> _Exercise requirements_
(1) In the bee sugar-water article, what do entomologists compare offering a bee plain sugar water to?
(2) Carry the bee sugar-water article forward from its final sentence.

> _Provided text_
**********

A spoonful of sugar water left in the backyard to revive a tired bee — the gesture has been shared millions of times on social media. But bee experts and entomologists warn that this well-meaning habit can, in most cases, actively harm the very pollinators it aims to help. Here is what the science actually says.
En bref
- —Sugar water offers bees zero nutritional value
- —Open feeding spreads viruses and fungal disease between bees
- —Wasps and ants are drawn to sugar water, threatening weak hives
Empty calories: what sugar water actually gives a bee
The comparison made by entomologists is blunt: offering a bee plain sugar water is like feeding a child only soda. It provides a short burst of energy but none of the building blocks the insect actually needs to survive and function.

Bees draw their essential nutrition — proteins, fats, vitamins, amino acids, and micronutrients — from the nectar and pollen of diverse flowering plants. These compounds are critical not just for the individual bee, but for larval development and immune function across the entire colony.
Sugar water contains none of these elements. A bee that feeds on it may appear revived momentarily, but the underlying nutritional deficit remains. For a colony already under stress, repeated exposure to nutritionally empty food sources can compound existing weaknesses rather than address them.
A disease superhighway: how a shared spoon spreads pathogens
Beyond nutrition, the mechanics of open feeding create a direct public-health risk for bee populations. When multiple bees feed from the same sugary spot — a spoon, a bottle cap, a shallow dish — they exchange pathogens with every visit.

**********

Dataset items
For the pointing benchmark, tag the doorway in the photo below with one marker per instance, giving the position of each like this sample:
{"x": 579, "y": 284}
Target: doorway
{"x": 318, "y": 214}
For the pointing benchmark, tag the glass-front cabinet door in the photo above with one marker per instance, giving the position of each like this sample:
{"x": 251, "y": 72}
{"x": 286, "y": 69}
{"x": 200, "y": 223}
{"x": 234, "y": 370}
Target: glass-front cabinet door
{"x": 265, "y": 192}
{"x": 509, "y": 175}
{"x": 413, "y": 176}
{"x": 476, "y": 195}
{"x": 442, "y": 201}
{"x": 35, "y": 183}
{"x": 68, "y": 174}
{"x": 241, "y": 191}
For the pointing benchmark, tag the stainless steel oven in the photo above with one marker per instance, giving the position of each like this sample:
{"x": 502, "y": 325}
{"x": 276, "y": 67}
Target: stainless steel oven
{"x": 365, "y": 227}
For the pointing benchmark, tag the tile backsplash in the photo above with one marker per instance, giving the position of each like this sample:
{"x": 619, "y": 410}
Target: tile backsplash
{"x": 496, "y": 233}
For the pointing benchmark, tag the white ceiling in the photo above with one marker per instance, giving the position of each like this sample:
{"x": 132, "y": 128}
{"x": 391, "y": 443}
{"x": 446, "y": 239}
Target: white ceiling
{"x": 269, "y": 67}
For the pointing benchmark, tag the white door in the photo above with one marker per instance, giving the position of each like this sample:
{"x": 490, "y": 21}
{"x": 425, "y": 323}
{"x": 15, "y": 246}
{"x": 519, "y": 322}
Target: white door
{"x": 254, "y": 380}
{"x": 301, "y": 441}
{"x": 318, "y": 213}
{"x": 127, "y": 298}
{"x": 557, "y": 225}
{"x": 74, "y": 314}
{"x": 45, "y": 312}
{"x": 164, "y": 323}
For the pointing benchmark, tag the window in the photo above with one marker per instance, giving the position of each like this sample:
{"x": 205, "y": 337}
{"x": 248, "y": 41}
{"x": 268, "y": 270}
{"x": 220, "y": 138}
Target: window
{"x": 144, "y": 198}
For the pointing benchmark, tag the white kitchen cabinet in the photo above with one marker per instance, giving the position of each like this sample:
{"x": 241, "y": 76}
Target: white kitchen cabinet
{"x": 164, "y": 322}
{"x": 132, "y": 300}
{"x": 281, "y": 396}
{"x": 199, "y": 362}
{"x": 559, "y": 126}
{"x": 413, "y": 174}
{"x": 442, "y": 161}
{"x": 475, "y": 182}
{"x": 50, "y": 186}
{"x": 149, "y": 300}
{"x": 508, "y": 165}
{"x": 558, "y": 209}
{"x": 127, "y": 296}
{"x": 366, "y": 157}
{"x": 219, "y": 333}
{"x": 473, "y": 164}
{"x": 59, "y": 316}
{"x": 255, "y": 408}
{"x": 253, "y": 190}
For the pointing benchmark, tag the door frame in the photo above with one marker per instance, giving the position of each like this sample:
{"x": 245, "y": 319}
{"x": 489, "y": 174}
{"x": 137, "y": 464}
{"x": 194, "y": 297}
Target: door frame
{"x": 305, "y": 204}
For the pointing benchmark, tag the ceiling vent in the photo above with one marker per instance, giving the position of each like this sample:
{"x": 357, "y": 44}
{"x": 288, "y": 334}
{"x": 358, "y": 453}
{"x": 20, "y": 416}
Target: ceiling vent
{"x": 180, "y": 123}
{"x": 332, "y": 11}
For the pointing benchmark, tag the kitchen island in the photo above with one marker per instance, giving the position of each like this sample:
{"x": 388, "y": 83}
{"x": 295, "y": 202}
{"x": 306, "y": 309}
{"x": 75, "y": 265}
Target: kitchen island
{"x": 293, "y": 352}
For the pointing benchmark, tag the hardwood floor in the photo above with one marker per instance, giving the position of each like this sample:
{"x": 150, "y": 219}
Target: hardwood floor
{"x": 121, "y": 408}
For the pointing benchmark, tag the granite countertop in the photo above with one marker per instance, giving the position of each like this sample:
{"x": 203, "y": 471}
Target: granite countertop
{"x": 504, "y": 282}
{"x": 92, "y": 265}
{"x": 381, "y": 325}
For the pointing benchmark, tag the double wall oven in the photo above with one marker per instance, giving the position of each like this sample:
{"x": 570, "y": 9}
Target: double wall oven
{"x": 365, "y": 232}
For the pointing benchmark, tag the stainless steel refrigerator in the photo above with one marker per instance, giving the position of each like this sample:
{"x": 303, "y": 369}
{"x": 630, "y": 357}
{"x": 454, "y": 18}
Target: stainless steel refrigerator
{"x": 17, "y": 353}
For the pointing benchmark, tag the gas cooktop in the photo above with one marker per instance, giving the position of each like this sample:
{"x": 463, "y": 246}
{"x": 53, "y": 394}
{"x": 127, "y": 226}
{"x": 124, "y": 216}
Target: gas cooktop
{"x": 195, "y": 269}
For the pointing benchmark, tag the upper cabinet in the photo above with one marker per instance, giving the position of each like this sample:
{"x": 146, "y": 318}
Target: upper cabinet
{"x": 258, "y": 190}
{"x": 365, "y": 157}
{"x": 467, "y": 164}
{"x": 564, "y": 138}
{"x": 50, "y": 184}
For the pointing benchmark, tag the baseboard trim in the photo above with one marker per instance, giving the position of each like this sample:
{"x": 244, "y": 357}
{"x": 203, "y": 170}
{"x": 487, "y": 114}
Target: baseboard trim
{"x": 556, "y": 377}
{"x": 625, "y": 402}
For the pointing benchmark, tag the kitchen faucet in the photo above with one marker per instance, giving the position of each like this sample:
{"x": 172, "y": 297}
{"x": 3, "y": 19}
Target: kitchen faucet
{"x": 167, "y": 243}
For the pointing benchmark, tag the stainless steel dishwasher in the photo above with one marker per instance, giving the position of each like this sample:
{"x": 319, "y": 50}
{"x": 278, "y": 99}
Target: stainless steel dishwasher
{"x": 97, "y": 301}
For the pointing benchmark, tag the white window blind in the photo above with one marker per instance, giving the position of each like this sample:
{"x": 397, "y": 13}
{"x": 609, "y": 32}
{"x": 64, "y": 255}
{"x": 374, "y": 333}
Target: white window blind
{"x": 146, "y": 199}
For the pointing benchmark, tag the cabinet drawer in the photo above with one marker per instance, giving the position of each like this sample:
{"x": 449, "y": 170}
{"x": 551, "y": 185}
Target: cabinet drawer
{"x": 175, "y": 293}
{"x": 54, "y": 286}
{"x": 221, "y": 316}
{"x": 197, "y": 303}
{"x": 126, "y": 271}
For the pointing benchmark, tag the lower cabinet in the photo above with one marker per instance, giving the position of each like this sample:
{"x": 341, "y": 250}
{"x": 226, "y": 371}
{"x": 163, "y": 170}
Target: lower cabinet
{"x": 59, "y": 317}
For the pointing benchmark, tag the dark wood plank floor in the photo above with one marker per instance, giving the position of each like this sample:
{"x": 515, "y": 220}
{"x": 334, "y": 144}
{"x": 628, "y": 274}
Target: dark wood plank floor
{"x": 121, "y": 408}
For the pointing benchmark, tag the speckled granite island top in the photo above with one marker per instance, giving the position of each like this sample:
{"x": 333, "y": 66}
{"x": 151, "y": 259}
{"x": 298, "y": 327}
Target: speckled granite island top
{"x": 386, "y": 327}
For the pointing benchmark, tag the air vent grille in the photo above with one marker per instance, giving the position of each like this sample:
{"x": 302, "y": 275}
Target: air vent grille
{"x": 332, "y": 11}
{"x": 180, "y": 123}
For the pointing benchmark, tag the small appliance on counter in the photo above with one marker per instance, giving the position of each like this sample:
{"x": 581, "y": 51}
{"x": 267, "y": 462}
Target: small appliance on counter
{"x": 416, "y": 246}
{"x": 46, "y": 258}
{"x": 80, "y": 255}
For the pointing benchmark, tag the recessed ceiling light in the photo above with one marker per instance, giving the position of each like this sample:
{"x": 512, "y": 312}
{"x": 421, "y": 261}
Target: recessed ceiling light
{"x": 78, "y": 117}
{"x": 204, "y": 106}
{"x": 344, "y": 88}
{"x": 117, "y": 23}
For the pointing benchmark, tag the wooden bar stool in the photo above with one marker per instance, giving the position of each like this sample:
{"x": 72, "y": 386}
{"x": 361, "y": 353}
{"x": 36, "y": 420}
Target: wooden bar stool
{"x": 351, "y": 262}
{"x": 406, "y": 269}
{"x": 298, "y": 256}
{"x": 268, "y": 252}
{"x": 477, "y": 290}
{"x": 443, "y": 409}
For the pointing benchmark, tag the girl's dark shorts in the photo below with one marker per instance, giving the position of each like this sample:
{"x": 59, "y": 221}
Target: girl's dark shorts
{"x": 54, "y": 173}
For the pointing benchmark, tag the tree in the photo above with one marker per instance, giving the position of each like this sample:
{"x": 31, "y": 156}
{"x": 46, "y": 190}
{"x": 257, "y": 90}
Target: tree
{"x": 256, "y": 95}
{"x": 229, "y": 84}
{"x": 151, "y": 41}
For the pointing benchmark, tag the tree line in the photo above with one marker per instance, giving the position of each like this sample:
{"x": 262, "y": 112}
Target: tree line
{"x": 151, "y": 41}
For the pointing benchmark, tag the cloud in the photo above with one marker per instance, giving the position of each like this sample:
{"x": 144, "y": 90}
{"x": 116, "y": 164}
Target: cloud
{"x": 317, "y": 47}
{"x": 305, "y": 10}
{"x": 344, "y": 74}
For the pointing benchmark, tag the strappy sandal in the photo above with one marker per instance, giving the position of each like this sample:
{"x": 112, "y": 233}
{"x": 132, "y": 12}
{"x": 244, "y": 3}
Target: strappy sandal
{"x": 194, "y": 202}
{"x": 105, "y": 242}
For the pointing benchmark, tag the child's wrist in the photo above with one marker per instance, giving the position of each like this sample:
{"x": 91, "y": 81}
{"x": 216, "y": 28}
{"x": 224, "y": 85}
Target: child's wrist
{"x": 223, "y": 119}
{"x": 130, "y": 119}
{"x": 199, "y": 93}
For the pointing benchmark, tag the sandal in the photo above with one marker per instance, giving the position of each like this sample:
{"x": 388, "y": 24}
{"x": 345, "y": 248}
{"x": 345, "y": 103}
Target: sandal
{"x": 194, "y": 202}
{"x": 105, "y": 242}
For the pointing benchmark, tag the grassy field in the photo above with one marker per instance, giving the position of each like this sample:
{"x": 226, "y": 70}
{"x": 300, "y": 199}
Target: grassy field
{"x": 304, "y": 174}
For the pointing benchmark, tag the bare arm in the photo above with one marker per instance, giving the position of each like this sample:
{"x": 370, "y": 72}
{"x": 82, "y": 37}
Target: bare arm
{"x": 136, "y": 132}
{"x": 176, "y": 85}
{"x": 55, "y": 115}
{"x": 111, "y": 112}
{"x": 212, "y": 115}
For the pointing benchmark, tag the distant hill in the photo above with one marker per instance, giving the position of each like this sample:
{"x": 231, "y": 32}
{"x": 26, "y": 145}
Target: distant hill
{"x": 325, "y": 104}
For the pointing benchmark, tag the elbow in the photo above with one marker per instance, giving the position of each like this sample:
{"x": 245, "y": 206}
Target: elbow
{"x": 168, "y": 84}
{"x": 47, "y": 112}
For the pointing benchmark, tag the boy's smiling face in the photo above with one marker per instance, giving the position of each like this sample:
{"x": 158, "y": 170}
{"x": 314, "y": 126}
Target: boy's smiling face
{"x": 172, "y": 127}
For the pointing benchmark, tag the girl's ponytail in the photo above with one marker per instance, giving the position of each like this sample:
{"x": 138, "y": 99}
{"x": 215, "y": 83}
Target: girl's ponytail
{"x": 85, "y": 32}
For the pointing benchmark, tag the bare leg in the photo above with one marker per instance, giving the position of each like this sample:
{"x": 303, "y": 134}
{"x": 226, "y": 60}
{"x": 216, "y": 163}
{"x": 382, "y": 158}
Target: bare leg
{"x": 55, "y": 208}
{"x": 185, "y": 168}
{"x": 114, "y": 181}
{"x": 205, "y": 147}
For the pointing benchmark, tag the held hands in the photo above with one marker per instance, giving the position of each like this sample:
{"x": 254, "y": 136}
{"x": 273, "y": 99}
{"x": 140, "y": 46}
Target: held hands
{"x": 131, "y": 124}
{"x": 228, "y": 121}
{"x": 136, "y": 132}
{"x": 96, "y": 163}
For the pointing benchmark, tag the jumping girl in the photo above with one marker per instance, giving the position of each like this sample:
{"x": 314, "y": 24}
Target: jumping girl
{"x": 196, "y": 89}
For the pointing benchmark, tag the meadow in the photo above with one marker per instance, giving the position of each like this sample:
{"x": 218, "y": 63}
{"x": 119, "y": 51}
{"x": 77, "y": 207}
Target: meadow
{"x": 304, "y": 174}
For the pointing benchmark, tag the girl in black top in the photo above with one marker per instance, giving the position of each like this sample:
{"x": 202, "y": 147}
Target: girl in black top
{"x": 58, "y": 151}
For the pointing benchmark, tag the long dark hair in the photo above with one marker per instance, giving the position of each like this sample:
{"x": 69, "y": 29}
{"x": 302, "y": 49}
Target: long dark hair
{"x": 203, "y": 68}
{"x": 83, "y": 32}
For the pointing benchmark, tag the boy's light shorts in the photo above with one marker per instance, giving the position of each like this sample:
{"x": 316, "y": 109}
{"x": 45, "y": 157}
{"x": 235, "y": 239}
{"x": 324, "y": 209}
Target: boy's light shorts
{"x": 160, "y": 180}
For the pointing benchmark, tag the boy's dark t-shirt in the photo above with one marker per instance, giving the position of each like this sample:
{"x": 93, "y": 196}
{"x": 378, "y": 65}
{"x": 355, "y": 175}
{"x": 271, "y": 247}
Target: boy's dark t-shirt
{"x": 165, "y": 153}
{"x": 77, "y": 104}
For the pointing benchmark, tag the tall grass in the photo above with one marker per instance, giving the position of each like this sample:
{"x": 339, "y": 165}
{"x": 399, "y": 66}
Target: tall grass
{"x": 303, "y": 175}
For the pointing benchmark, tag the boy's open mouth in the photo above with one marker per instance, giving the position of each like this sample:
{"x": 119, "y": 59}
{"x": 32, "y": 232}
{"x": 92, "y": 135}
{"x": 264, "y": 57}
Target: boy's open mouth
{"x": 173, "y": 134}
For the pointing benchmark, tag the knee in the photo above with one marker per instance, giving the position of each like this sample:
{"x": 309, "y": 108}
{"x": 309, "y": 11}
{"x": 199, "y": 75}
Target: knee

**********

> _Solved tasks_
(1) Feeding a child only soda.

(2)
Among the threats transmitted this way are deformed wing virus and various fungal spores, both capable of devastating colonies. The risk is significant enough that professional beekeepers explicitly avoid open feeding as standard practice, precisely because it functions as a disease transmission vector.
A single contaminated bee visiting a communal sugar source can expose dozens of others from different hives or wild nests. What looks like a small act of kindness in a suburban backyard can therefore ripple outward into local bee populations in ways that are difficult to trace or reverse.
Why the sugar spoon went viral
The idea of leaving sugar water for bees spread rapidly on social media, framed as a simple rescue gesture for insects that appear exhausted or grounded. The impulse reflects genuine public concern for declining pollinator populations, which face real pressures from habitat loss and pesticide use. But the remedy circulating online was never based on entomological guidance — and experts say the gap between good intentions and good practice is exactly where harm enters.